▸ **Goal**:
Rewrite the records starting at the line containing "the white hotel" and ending at the line containing "pixel 109 137", with both of those lines and the requests included. Increase every coordinate in the answers by 129.

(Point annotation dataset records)
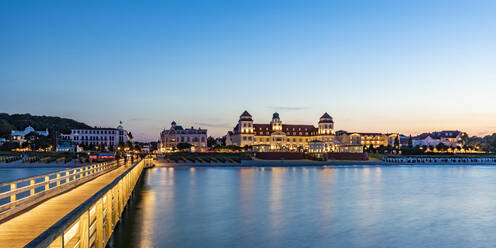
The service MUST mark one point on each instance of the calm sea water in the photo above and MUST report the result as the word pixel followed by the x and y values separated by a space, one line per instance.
pixel 9 174
pixel 312 207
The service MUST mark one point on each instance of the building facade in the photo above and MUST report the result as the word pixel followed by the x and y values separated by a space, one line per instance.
pixel 278 136
pixel 448 138
pixel 170 138
pixel 107 137
pixel 369 139
pixel 18 135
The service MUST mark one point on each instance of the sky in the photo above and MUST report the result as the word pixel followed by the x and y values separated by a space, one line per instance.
pixel 375 66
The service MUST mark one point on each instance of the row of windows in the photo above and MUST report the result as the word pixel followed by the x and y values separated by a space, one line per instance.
pixel 97 143
pixel 185 139
pixel 94 138
pixel 290 133
pixel 94 131
pixel 249 138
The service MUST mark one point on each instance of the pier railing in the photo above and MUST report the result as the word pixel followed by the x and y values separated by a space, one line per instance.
pixel 92 223
pixel 20 194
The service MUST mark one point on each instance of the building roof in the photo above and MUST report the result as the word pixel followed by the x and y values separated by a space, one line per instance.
pixel 326 115
pixel 245 116
pixel 438 135
pixel 27 131
pixel 326 118
pixel 288 129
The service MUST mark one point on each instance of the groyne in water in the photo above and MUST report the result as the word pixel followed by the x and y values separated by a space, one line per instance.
pixel 440 160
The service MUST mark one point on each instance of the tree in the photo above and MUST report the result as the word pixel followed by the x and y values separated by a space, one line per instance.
pixel 184 146
pixel 441 147
pixel 211 141
pixel 153 146
pixel 8 146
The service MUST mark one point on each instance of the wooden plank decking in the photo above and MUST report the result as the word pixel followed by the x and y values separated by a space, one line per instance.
pixel 20 230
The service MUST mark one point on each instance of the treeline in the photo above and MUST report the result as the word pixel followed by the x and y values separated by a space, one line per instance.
pixel 39 123
pixel 486 143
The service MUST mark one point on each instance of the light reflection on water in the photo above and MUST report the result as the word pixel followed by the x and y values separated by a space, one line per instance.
pixel 312 207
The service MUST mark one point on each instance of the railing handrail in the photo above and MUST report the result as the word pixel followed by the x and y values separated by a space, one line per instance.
pixel 25 179
pixel 51 234
pixel 50 181
pixel 62 183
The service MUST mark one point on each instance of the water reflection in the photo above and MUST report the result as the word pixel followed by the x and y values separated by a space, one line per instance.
pixel 312 207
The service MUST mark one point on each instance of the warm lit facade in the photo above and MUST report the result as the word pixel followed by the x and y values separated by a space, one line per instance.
pixel 169 138
pixel 18 135
pixel 106 137
pixel 368 139
pixel 276 136
pixel 448 138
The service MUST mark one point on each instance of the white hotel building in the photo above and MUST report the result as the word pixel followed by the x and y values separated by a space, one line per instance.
pixel 109 137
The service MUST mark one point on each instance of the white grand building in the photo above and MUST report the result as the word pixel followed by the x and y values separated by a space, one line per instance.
pixel 108 137
pixel 18 135
pixel 169 138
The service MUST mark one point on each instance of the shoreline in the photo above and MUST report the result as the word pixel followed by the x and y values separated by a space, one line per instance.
pixel 302 163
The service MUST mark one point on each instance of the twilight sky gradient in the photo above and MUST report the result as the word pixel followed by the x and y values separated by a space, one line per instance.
pixel 386 66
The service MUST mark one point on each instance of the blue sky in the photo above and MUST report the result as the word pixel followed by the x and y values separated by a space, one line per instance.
pixel 387 66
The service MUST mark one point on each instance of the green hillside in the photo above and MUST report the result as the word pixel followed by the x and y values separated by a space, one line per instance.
pixel 21 121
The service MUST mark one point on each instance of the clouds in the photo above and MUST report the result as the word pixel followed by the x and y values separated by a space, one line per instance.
pixel 287 108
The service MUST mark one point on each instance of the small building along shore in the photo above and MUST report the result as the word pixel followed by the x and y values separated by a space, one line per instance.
pixel 98 136
pixel 176 134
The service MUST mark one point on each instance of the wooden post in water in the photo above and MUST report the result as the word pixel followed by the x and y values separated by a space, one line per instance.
pixel 13 197
pixel 31 183
pixel 84 230
pixel 99 224
pixel 47 184
pixel 58 243
pixel 108 217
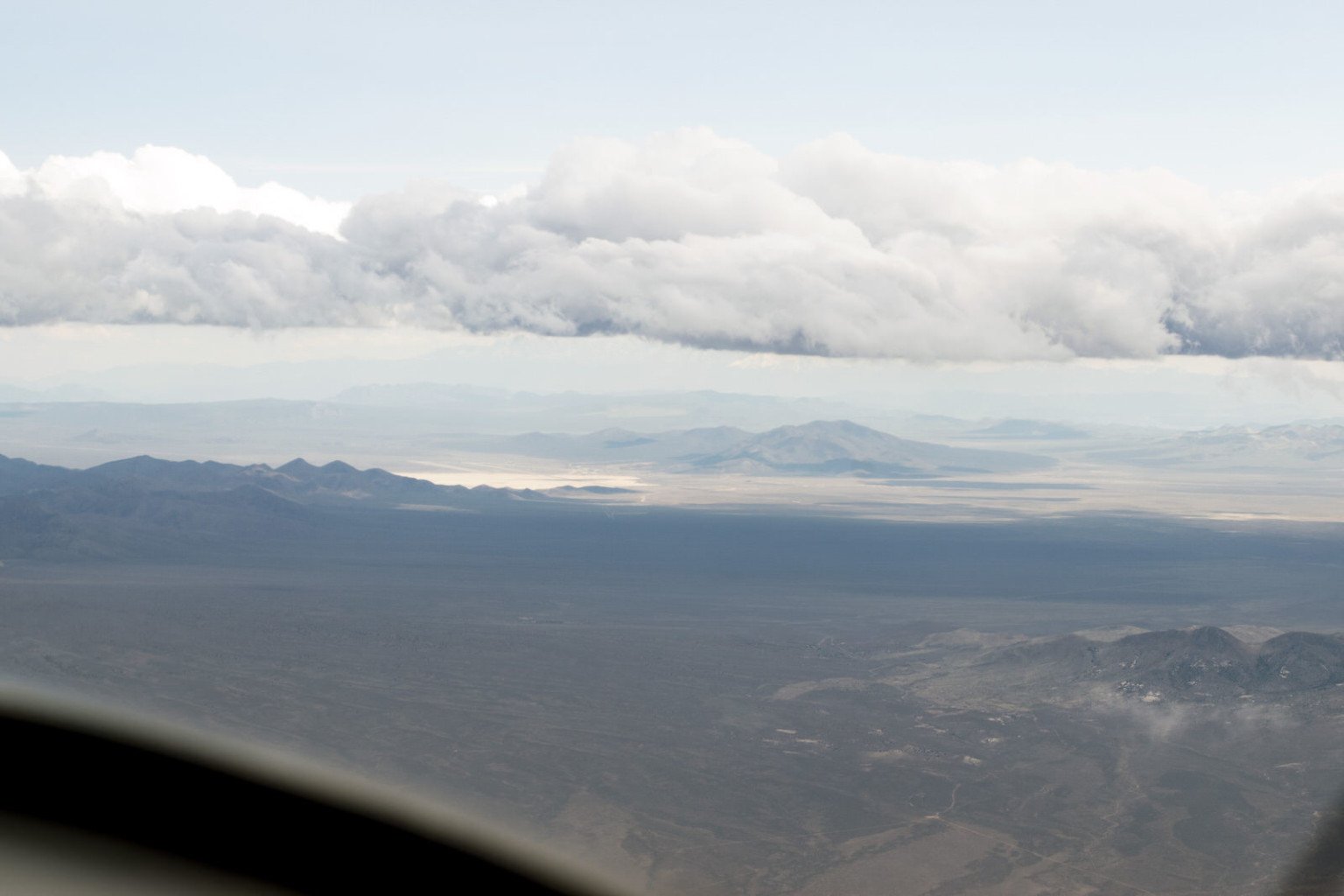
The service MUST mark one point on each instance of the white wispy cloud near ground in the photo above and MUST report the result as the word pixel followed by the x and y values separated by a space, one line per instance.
pixel 704 241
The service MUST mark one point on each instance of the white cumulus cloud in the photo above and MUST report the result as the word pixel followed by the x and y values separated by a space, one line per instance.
pixel 704 241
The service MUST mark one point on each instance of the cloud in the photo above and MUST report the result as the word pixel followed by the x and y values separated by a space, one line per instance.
pixel 697 240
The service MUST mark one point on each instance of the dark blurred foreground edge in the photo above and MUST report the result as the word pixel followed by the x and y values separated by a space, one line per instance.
pixel 1320 870
pixel 248 813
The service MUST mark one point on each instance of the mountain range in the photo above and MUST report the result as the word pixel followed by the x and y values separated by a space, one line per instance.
pixel 820 448
pixel 1201 664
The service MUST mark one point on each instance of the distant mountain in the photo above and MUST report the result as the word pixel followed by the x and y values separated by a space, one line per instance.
pixel 1188 664
pixel 1298 444
pixel 52 394
pixel 1028 430
pixel 840 448
pixel 148 504
pixel 617 444
pixel 488 410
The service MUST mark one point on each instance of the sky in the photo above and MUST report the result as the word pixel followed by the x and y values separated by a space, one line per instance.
pixel 706 187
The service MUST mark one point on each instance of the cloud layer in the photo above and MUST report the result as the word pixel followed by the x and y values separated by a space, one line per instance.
pixel 696 240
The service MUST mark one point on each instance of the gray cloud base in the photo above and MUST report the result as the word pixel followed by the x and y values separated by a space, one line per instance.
pixel 695 240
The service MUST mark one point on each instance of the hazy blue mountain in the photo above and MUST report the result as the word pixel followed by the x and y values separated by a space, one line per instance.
pixel 1188 664
pixel 1298 444
pixel 844 448
pixel 1028 430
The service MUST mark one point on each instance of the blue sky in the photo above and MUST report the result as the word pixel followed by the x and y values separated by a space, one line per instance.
pixel 341 98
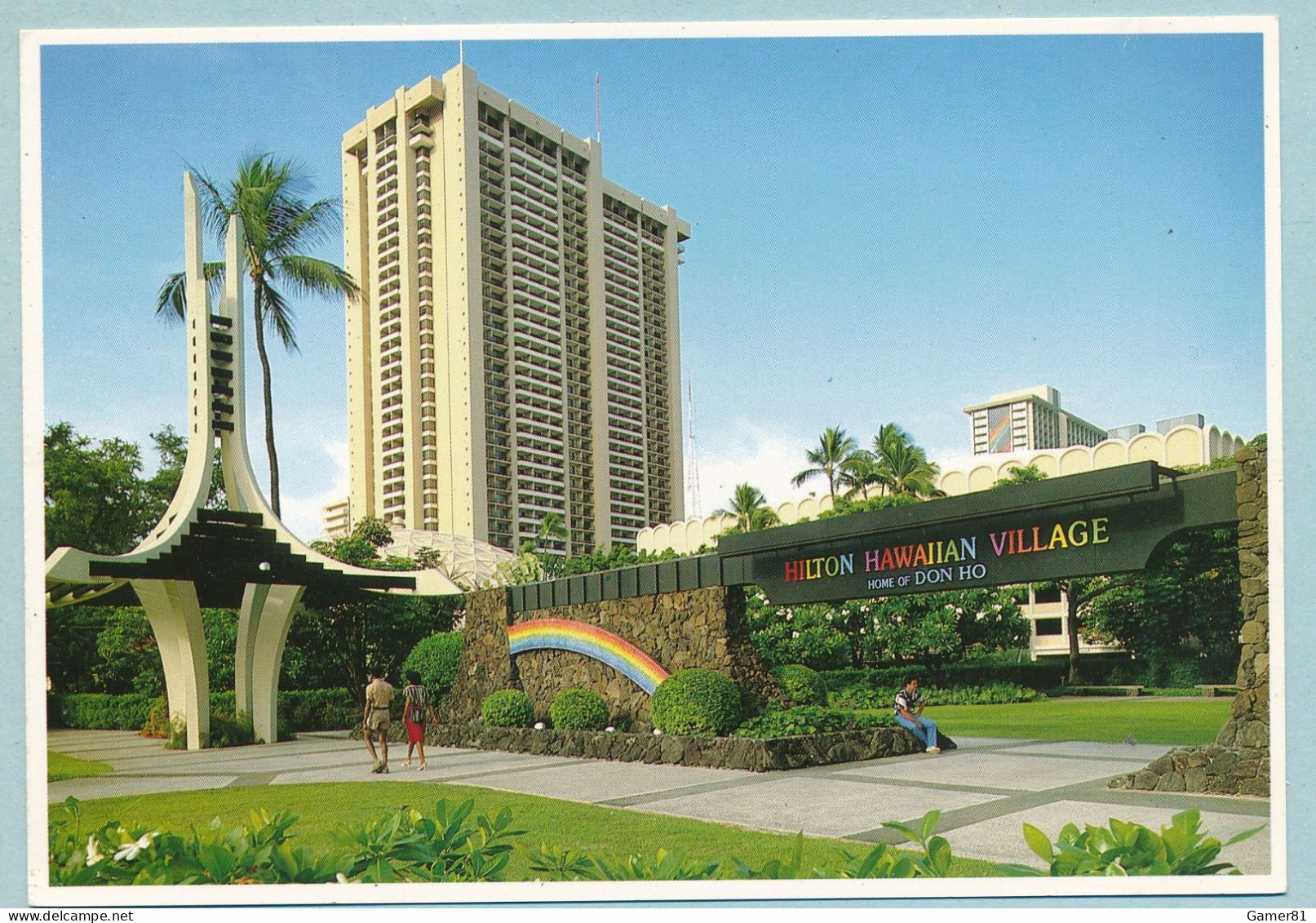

▸ **Exercise response**:
The service MUST mark one point on each instance of the white hotel building in the photo above and MUST report the result as the word pixel followed by the x and y values separated by a space, one line per instance.
pixel 238 266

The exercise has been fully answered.